Written problem: Copy out the entries below, from the line containing "I would appreciate it if you could identify the blue painted" up to and including the final line, reproducing each line unchanged.

Material provided:
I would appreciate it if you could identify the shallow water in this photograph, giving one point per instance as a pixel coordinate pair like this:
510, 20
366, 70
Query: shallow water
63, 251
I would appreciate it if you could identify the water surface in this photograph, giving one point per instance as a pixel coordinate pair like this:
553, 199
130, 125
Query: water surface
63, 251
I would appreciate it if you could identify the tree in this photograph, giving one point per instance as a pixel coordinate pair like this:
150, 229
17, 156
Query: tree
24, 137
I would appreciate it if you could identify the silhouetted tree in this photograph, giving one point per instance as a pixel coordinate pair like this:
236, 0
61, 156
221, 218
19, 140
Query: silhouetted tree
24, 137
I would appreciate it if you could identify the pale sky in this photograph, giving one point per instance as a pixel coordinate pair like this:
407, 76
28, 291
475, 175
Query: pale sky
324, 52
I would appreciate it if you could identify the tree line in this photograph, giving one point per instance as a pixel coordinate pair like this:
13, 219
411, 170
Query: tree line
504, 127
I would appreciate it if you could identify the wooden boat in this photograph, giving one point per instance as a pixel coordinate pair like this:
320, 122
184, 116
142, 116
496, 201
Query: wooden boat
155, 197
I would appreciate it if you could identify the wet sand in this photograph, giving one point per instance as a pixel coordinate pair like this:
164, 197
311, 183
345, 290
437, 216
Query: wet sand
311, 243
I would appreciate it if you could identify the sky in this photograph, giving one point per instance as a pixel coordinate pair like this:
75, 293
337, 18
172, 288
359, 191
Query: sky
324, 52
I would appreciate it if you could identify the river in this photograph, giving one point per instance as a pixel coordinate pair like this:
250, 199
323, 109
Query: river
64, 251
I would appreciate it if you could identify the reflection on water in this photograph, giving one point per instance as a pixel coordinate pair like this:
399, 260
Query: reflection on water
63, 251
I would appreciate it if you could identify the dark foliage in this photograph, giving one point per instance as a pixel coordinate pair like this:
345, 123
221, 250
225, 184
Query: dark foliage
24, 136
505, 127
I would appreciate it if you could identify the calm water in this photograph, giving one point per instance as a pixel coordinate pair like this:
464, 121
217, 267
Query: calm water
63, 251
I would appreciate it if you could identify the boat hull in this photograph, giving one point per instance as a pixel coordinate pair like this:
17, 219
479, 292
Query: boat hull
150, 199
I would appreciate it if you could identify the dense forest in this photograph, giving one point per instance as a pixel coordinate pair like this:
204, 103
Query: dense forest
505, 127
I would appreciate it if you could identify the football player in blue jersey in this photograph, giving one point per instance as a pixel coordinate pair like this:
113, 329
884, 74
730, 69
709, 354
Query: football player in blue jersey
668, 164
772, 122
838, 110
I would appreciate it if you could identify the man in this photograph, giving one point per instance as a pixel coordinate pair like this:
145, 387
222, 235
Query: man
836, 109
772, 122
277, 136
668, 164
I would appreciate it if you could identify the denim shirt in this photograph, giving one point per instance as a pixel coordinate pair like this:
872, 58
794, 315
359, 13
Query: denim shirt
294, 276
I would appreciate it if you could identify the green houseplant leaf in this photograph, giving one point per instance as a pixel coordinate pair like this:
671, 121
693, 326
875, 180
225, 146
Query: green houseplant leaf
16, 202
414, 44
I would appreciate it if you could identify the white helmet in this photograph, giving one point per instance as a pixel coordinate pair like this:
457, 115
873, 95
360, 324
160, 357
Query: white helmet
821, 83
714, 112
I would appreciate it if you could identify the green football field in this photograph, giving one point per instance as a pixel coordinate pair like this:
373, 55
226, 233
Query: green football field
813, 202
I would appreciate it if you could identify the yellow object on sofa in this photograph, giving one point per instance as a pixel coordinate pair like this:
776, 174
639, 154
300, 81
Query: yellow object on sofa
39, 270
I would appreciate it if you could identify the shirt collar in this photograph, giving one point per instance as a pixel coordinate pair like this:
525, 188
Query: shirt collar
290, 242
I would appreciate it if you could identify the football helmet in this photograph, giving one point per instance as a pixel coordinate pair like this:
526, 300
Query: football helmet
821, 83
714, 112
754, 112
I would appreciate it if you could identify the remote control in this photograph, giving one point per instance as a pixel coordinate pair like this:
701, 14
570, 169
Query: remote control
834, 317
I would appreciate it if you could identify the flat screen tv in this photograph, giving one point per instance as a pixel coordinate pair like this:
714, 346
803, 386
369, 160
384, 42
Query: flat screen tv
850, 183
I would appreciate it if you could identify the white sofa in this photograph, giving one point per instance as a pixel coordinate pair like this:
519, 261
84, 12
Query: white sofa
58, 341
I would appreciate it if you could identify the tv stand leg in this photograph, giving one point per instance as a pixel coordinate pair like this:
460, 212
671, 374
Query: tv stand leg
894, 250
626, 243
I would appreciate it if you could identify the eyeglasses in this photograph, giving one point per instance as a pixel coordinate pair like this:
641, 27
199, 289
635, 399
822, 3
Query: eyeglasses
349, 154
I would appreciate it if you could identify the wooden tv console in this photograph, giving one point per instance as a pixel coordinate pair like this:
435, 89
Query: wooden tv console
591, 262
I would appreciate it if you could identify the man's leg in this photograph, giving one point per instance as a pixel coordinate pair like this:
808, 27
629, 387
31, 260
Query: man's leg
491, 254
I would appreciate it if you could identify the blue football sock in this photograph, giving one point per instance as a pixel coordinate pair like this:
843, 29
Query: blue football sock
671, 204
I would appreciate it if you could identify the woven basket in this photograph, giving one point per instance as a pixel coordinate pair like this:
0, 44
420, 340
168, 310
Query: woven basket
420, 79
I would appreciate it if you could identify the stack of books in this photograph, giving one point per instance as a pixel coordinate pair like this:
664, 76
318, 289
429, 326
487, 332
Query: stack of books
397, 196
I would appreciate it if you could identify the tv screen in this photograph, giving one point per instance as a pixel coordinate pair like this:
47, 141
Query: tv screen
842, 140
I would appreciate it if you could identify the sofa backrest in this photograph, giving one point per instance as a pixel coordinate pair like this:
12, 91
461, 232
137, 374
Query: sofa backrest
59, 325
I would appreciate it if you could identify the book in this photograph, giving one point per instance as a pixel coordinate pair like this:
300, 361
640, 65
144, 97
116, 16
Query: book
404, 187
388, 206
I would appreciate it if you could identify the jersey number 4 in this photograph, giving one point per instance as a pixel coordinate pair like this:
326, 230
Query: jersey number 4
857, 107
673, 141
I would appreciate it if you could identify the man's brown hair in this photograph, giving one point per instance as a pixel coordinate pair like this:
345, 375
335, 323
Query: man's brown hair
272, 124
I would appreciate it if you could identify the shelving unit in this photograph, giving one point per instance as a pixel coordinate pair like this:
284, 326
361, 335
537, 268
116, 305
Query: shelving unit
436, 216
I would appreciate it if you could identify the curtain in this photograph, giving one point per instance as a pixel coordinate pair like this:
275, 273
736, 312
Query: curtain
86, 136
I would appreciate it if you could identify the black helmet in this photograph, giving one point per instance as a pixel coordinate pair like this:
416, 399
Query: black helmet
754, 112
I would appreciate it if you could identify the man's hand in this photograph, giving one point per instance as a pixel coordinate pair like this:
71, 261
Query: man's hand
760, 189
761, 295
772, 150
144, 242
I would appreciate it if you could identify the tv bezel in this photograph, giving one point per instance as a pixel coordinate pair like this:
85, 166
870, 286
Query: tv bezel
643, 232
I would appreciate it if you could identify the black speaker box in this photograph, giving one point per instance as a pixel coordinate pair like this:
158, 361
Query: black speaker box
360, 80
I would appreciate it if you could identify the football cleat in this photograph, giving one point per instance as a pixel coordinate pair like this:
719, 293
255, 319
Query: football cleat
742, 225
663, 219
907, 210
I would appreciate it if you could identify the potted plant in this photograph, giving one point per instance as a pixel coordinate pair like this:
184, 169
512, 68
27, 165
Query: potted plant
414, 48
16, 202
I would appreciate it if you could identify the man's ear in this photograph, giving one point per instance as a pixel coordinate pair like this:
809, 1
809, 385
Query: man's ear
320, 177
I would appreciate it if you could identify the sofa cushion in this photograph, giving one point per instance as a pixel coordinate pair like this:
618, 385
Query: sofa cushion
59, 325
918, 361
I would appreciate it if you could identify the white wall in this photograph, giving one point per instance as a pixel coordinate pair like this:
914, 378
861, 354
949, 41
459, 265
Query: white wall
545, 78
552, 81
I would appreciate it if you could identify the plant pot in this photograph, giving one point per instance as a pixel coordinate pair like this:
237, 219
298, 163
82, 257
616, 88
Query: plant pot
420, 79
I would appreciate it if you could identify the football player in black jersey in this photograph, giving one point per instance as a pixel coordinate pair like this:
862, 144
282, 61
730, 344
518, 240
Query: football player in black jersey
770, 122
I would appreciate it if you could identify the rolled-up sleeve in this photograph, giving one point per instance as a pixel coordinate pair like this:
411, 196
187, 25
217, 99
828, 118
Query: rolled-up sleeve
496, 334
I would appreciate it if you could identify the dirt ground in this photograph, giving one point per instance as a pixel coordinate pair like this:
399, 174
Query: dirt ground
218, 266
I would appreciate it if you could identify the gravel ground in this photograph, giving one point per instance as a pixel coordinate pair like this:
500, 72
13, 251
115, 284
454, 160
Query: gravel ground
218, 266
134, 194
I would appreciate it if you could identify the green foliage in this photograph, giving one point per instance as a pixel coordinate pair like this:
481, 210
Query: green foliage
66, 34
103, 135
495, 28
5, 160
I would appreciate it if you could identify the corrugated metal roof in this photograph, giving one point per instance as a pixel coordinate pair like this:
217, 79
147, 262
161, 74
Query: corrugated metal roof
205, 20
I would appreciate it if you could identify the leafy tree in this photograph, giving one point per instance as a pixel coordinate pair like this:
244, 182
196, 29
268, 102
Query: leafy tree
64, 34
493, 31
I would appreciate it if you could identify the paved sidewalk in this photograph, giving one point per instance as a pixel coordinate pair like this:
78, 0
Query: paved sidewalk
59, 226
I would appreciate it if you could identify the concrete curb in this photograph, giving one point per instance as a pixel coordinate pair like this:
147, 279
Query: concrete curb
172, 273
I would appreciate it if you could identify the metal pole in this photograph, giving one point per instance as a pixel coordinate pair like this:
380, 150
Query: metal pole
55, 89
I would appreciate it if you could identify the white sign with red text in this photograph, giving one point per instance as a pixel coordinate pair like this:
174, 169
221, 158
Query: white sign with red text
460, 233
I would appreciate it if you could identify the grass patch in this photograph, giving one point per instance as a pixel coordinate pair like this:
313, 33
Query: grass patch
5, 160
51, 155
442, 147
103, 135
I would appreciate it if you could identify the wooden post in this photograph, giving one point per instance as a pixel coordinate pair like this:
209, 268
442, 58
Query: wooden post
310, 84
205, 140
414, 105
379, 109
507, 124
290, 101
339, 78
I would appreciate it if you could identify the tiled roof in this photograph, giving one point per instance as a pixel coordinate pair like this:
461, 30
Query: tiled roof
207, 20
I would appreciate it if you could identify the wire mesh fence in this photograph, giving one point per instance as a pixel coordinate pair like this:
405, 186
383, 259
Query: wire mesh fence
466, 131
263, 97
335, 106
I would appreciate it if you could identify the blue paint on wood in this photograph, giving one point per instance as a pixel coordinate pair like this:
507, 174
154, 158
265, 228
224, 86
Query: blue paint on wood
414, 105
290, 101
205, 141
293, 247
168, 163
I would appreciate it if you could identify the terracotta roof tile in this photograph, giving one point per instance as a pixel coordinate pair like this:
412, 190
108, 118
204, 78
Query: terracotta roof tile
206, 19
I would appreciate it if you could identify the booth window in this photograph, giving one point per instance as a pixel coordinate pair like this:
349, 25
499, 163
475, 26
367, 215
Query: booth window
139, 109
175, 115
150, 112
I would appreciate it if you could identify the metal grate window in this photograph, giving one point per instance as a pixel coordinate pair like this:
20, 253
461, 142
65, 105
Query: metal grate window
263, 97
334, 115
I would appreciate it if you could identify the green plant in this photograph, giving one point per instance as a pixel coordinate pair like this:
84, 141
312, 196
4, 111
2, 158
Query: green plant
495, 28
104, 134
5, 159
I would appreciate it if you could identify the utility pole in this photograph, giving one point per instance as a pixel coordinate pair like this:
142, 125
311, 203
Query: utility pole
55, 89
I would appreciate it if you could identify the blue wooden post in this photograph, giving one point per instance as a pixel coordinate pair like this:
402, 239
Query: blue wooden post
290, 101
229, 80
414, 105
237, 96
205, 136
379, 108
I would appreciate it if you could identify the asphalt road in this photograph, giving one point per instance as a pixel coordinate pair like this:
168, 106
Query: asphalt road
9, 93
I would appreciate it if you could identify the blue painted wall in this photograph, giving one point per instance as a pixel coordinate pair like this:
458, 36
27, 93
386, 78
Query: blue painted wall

Right answer:
I would appreciate it if you could identify the blue painted wall in this photograph, giving one point per instance as a pixel coordinate pair like this:
458, 36
27, 93
386, 78
Query: blue painted wall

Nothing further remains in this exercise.